((

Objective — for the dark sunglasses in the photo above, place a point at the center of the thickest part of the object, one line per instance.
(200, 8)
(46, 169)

))
((

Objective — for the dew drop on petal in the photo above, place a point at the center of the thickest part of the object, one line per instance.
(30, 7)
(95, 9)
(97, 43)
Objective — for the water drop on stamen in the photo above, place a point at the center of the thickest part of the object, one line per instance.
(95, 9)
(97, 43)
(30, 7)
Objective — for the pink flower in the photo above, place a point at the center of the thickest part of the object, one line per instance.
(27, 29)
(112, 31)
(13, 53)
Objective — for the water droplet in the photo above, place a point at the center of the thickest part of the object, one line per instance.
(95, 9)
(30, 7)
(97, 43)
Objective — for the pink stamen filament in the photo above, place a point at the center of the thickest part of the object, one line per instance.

))

* TASK INSTRUCTIONS: Rewrite the lines starting with the line with "Objective — for the pink flower" and going on through the line with "Objective — for the pink stamen", putting "widest" in place of "thickest" and leaving all else unchanged.

* SOLUTION TO THIS TASK:
Objective — for the pink flower in the photo above, place a point at the center of the widest part of the object, one line per instance.
(27, 29)
(112, 31)
(13, 53)
Objective — for the water droplet in the photo above, place a point at the center of the widest part of the object, one line per instance.
(95, 9)
(30, 7)
(97, 43)
Objective — for the pink stamen filament in the photo above, place a point at the center of the widest part of the object, one line per instance.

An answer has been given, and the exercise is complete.